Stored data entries
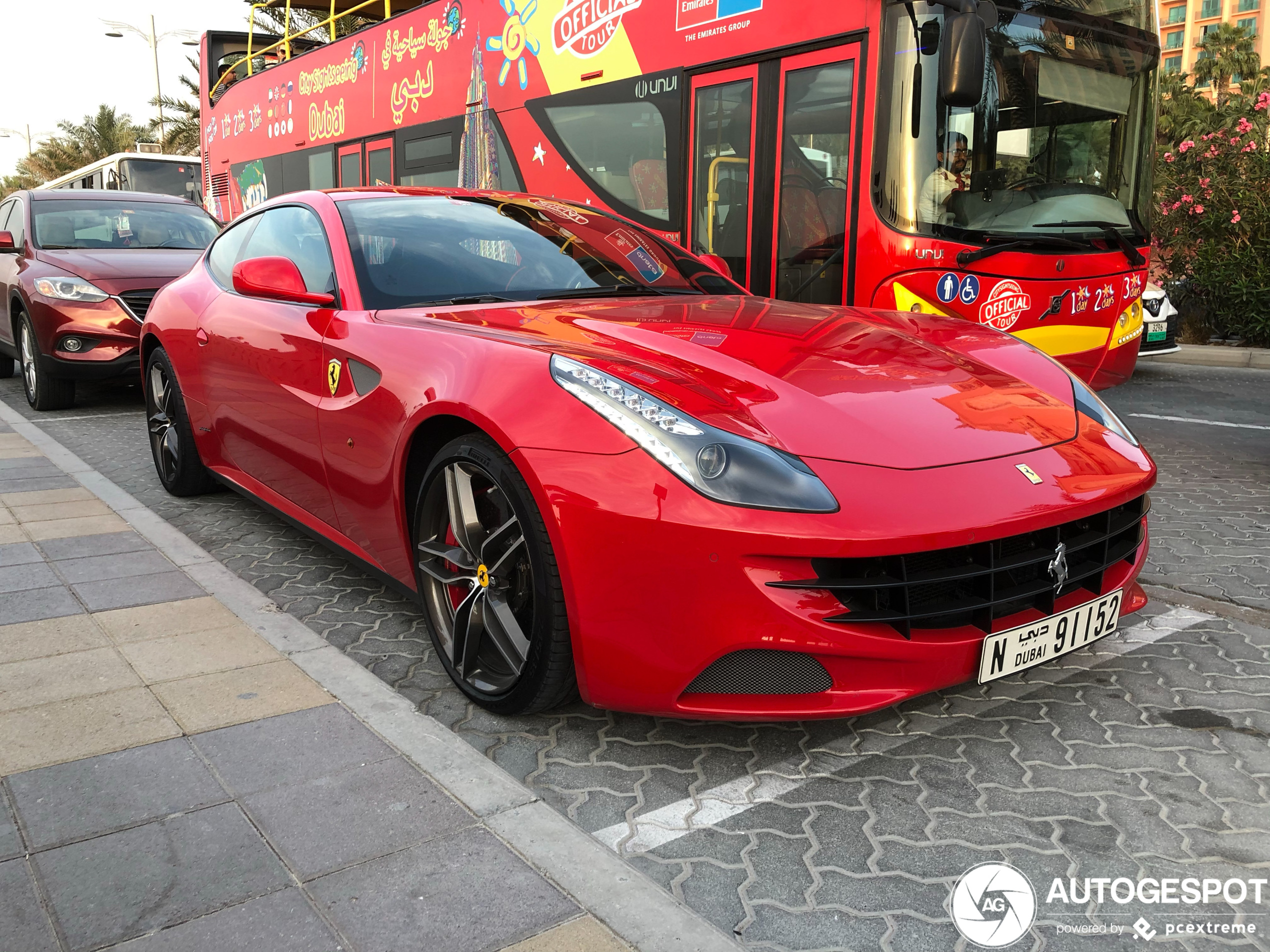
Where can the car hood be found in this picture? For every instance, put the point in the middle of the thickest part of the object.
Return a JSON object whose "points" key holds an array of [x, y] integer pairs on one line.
{"points": [[856, 385], [128, 266]]}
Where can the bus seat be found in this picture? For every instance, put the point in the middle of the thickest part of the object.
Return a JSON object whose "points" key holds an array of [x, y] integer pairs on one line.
{"points": [[802, 222], [648, 178]]}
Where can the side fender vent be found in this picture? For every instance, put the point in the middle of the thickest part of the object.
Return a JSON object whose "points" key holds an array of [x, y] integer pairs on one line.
{"points": [[760, 671]]}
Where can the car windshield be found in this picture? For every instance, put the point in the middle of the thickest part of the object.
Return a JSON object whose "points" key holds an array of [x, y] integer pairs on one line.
{"points": [[167, 178], [1060, 144], [73, 222], [469, 249]]}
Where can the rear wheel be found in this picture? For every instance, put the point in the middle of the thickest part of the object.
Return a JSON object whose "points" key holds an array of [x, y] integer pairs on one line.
{"points": [[44, 391], [490, 582], [172, 441]]}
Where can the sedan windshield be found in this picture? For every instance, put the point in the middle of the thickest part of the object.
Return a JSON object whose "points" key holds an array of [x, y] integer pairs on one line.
{"points": [[413, 250], [74, 222], [1060, 144]]}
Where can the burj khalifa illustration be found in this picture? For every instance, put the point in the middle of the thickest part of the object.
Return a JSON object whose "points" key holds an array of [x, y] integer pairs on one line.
{"points": [[478, 151]]}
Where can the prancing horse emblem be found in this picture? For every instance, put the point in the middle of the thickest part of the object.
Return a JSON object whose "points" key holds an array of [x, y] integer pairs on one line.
{"points": [[1058, 567]]}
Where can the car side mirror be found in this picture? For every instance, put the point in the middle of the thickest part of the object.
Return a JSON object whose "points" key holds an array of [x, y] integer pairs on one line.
{"points": [[278, 280], [963, 52], [716, 263]]}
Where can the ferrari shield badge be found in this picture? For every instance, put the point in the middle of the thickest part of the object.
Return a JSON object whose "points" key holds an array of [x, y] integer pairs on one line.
{"points": [[1022, 467]]}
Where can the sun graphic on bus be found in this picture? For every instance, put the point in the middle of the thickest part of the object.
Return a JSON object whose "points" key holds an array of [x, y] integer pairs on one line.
{"points": [[516, 40]]}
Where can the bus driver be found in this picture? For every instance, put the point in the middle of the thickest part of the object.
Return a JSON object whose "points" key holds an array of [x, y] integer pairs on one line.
{"points": [[950, 175]]}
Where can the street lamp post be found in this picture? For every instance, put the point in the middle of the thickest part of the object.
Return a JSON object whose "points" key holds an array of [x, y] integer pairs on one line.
{"points": [[152, 38]]}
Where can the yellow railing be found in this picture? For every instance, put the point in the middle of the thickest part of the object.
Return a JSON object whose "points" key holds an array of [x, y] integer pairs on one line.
{"points": [[288, 36]]}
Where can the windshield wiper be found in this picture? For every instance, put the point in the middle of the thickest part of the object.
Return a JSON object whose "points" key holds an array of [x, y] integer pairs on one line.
{"points": [[1110, 230], [615, 291], [466, 300], [964, 258]]}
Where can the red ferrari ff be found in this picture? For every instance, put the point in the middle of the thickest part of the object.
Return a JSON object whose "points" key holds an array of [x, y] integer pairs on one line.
{"points": [[601, 467]]}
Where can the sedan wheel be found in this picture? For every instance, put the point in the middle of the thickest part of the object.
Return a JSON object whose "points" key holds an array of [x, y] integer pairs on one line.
{"points": [[44, 391], [490, 582]]}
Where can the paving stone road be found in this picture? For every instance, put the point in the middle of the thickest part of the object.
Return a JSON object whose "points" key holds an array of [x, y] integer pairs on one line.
{"points": [[848, 835]]}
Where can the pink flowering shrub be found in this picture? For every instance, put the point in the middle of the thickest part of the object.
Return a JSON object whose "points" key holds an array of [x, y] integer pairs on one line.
{"points": [[1212, 221]]}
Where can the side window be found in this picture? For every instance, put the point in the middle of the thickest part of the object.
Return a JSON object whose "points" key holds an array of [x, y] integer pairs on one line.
{"points": [[295, 233], [228, 250], [16, 225]]}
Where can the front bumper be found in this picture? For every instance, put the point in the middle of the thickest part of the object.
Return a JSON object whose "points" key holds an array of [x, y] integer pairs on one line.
{"points": [[660, 582]]}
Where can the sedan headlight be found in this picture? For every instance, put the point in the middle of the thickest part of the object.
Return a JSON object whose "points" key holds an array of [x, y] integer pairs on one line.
{"points": [[716, 464], [66, 288], [1089, 404]]}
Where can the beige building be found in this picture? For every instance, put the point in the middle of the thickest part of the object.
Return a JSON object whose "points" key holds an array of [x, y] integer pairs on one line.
{"points": [[1184, 24]]}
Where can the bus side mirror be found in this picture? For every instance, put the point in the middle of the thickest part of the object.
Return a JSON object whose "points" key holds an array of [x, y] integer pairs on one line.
{"points": [[963, 50]]}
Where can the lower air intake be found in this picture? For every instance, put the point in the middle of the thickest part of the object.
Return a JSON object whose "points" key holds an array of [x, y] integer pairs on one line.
{"points": [[760, 671]]}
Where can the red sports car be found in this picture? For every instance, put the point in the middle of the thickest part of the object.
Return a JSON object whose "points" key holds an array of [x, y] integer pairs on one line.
{"points": [[604, 469]]}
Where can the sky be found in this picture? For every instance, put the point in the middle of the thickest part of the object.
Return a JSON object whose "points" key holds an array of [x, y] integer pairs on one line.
{"points": [[60, 64]]}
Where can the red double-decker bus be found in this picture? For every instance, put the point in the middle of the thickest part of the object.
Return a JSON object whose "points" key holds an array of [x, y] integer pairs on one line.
{"points": [[990, 161]]}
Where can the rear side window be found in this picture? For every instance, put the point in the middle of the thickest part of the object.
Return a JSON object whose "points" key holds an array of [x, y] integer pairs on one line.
{"points": [[228, 250], [295, 233]]}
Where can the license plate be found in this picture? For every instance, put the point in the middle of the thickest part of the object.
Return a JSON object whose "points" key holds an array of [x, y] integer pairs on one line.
{"points": [[1036, 643]]}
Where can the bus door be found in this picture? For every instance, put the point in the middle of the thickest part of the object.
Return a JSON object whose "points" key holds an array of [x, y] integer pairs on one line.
{"points": [[772, 172], [720, 186], [350, 165]]}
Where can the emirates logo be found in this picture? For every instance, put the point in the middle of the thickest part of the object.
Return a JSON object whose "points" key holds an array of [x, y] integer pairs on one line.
{"points": [[1005, 305]]}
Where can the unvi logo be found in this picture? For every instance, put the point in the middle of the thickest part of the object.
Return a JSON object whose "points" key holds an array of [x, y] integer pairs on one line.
{"points": [[994, 906]]}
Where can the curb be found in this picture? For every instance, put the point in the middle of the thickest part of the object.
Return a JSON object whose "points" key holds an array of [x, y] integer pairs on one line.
{"points": [[629, 903], [1204, 356]]}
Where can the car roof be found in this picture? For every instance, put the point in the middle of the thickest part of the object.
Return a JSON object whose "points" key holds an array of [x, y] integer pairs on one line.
{"points": [[104, 194]]}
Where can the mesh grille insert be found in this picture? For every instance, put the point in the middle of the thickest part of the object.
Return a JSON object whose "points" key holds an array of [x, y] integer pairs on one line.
{"points": [[761, 671]]}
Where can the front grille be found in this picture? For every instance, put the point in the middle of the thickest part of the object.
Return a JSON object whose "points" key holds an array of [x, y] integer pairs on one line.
{"points": [[762, 671], [139, 301], [980, 583]]}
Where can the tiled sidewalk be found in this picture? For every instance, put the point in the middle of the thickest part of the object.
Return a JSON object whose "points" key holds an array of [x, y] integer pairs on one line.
{"points": [[173, 782]]}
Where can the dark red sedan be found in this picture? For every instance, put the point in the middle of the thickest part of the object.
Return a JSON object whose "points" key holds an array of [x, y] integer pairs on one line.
{"points": [[604, 469], [78, 271]]}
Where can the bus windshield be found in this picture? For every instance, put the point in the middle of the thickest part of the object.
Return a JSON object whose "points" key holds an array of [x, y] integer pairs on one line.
{"points": [[414, 250], [69, 222], [1060, 144], [162, 178]]}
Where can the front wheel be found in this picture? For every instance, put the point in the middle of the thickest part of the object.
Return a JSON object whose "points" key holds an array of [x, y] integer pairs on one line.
{"points": [[44, 391], [172, 441], [490, 582]]}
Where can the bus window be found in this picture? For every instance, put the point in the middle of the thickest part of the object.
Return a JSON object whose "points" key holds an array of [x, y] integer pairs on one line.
{"points": [[720, 173], [622, 139], [164, 178], [816, 131]]}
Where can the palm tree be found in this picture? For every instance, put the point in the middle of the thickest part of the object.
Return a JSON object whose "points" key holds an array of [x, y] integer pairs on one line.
{"points": [[1226, 52]]}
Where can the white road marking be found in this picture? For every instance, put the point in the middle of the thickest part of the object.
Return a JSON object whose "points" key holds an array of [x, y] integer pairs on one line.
{"points": [[718, 804], [1208, 423]]}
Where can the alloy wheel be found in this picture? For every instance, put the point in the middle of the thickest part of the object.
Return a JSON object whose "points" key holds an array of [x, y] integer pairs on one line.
{"points": [[164, 440], [28, 362], [480, 581]]}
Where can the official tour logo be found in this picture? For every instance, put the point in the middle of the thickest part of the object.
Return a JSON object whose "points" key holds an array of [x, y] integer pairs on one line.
{"points": [[584, 27], [1005, 305], [994, 906]]}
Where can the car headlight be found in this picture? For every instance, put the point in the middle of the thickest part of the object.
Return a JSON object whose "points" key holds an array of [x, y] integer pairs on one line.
{"points": [[1089, 404], [716, 464], [66, 288]]}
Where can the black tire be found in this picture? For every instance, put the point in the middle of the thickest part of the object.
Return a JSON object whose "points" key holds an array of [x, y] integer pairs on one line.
{"points": [[514, 607], [44, 391], [172, 441]]}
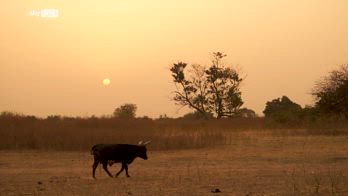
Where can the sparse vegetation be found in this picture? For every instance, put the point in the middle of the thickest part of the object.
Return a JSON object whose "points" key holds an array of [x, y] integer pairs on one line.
{"points": [[213, 91]]}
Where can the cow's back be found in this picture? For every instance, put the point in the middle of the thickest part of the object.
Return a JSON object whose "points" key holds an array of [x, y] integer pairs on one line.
{"points": [[115, 152]]}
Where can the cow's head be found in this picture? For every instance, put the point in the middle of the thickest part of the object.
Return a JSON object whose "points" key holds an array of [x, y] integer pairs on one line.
{"points": [[142, 149]]}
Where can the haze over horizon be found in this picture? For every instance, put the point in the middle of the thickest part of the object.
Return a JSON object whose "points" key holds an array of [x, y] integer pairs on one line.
{"points": [[57, 65]]}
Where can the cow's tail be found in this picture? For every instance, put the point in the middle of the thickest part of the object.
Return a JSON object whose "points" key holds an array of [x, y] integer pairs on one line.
{"points": [[93, 150]]}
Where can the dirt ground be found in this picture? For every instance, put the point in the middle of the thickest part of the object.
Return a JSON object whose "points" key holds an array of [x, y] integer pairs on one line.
{"points": [[308, 165]]}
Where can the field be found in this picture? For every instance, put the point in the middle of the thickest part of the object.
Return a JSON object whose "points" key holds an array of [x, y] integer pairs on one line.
{"points": [[248, 162]]}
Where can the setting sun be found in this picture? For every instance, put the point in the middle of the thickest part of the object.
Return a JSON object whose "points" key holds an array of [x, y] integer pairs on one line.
{"points": [[106, 82]]}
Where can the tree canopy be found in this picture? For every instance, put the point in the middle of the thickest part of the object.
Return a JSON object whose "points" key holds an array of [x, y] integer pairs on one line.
{"points": [[331, 92], [208, 90]]}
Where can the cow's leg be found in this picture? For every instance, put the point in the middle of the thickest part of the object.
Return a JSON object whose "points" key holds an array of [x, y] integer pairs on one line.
{"points": [[105, 167], [95, 165], [126, 167], [122, 168]]}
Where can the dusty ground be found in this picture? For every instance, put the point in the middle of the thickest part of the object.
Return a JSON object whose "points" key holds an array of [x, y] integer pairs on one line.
{"points": [[248, 166]]}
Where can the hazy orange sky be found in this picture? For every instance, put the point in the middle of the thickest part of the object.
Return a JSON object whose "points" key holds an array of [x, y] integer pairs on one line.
{"points": [[56, 65]]}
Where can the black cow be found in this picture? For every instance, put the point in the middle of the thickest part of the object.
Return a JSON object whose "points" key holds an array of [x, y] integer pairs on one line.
{"points": [[117, 153]]}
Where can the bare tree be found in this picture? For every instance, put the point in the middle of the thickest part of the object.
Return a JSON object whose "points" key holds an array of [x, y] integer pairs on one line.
{"points": [[214, 90]]}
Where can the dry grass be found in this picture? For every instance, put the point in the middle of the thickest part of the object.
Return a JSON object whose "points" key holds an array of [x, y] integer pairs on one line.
{"points": [[254, 163], [56, 133], [238, 156]]}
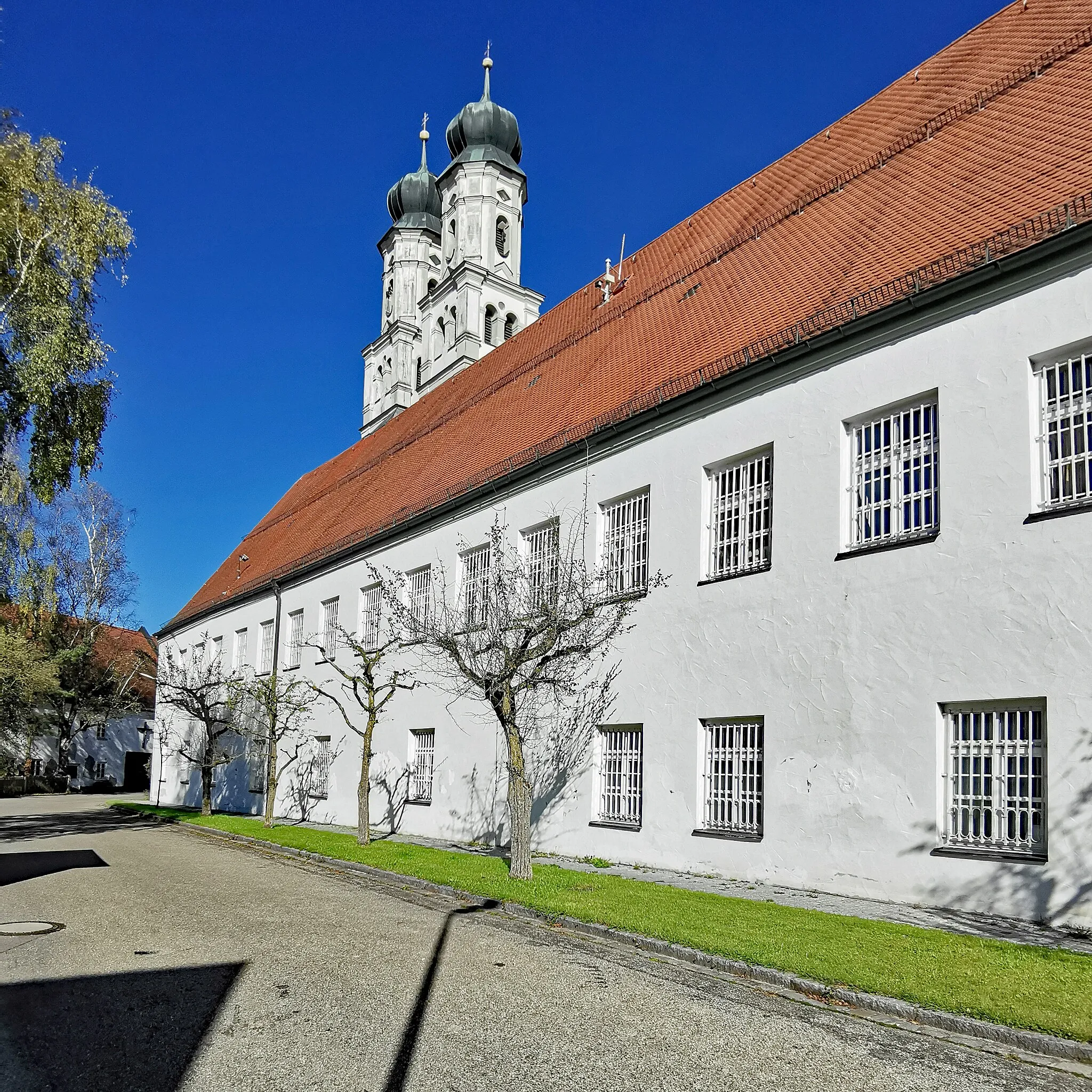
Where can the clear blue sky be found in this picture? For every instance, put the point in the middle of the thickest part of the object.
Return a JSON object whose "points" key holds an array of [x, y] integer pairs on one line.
{"points": [[253, 143]]}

- WORK INSTRUCTIONS
All lines above from the one holding "Where can the palm" to the one holding "Where can the car headlight", inclusive, are to be copied exactly; no other line is wanted.

- TASK OUTPUT
Where can the palm tree be found in this picture? For every instance, put the point in the middle of the thickest part of the object.
Return a JSON object whose "points" key holds an array of [x, y] integer pairs on one line.
{"points": [[1226, 52]]}
Where can the white road marking be found in this picture? For every instance, put the point in the middle of the thickest part of the object.
Return a JSON object whose "points" key holds an array of [x, y] integer pairs on one line.
{"points": [[718, 804], [1208, 423]]}
Where can the alloy wheel be found in this picture? For every instance, put the point in the middle of the thickest part of the object.
Return a JSON object whose "points" key holds an array of [x, y] integer pairs on one line.
{"points": [[164, 440], [28, 362], [480, 581]]}
Where can the official tour logo be found in this picture? For every instance, put the point in the middle of the thickest part of the object.
Return a JSON object whose "points" key holds an array of [x, y] integer pairs on one line.
{"points": [[584, 27], [1005, 305], [994, 906]]}
Where can the car headlight be found in this picture? For every instance, put the point in the middle of the thickest part of the object.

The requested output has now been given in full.